- **Reading passage**
+-------+

Conservative ministers are going through a green fit in an attempt to appeal to voters they lost at the last election. They want to show the world they’re doing good. ‘You know what some people call us – the plastic bag party,’ seems to be the political re-branding calculation. As the former No.10 spin doctor Katie Perrior remarked in the Times last week, the Prime Minister’s enthusiasm for protecting the environment may not be insincere, but it is certainly new.
In reality, the May government’s greenwashing is classic displacement activity. Productivity numbers released by the Office for National Statistics earlier this month should be front and centre of every government policy. Normally productivity growth falls in a recession but then bounces back to the previous trend, the ONS says. This time it didn’t. If productivity had returned to its pre-downturn trend, output per hour would have been very nearly 19.8 per cent higher. Imagine – workers’ pre-tax incomes one fifth higher; a fast-disappearing budget deficit; a government able to cut taxes and provide more resources for the NHS – taxing plastic cups won’t solve the NHS winter crisis – and more money for schools. A strong economy would sail through Brexit and not have ministers quivering in their boots. Instead the conversation is about disposable cups and plastic waste.
This points to a harsh truth. Economic policy is the void at the heart of the May government. There simply isn’t one. The Chancellor sees his job as counting the money in and counting it out, a vital function that does not constitute the totality of sound, pro-growth economics. Rather than grapple with the productivity puzzle, large parts of the Chancellor’s job have been out-sourced to the Bank of England, where the Monetary Policy Committee has gone way beyond its inflation mandate. As Andy Haldane, the Bank’s chief economist says, it is the Monetary Policy Committee, not the Chancellor, that gets to decide the trade-off between employment and productivity.

+-------+

- **Provided records**
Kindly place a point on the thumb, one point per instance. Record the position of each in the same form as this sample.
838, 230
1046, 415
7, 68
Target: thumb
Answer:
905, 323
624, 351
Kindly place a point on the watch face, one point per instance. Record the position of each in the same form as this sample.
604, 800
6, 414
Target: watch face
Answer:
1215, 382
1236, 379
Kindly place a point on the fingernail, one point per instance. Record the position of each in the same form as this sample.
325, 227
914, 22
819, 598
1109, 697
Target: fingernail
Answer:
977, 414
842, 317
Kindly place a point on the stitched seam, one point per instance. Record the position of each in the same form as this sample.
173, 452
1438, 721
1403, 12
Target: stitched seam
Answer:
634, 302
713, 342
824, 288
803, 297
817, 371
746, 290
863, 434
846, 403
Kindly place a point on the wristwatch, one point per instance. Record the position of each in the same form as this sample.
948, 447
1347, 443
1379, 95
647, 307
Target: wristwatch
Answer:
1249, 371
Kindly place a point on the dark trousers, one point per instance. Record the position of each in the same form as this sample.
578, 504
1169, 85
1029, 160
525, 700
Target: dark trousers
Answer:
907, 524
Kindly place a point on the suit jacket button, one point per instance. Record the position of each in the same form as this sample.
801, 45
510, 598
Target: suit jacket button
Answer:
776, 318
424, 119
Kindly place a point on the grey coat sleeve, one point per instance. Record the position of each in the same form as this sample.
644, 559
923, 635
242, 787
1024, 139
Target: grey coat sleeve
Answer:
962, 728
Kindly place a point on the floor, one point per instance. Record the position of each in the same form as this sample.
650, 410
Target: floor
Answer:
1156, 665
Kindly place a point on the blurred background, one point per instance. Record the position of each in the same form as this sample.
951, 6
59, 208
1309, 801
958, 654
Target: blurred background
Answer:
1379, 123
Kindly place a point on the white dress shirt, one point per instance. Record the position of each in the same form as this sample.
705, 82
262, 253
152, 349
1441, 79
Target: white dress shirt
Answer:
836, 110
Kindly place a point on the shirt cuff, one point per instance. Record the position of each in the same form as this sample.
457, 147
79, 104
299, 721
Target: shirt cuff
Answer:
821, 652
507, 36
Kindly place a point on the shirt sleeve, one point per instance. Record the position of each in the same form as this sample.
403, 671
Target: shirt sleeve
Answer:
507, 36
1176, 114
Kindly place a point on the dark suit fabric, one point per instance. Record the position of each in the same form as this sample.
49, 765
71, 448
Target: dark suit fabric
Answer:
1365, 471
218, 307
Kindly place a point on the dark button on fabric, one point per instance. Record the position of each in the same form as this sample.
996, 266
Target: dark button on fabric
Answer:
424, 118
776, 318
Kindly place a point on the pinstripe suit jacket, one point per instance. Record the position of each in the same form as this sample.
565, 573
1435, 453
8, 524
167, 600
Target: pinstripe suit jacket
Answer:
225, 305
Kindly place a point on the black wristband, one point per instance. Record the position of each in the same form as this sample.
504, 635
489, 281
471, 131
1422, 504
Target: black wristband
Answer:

+-------+

- **Exercise set**
(a) Quote the column on the May government's economic policy, beginning at the words "In reality, the" and stopping after "and plastic waste.".
(b) Gather every line of the records that contains the string "wristband", matching case exactly.
The records are unrelated to the column.

- **Results for each task**
(a)
In reality, the May government’s greenwashing is classic displacement activity. Productivity numbers released by the Office for National Statistics earlier this month should be front and centre of every government policy. Normally productivity growth falls in a recession but then bounces back to the previous trend, the ONS says. This time it didn’t. If productivity had returned to its pre-downturn trend, output per hour would have been very nearly 19.8 per cent higher. Imagine – workers’ pre-tax incomes one fifth higher; a fast-disappearing budget deficit; a government able to cut taxes and provide more resources for the NHS – taxing plastic cups won’t solve the NHS winter crisis – and more money for schools. A strong economy would sail through Brexit and not have ministers quivering in their boots. Instead the conversation is about disposable cups and plastic waste.

(b)
Kindly place a point on the black wristband, one point per instance. Record the position of each in the same form as this sample.
Target: black wristband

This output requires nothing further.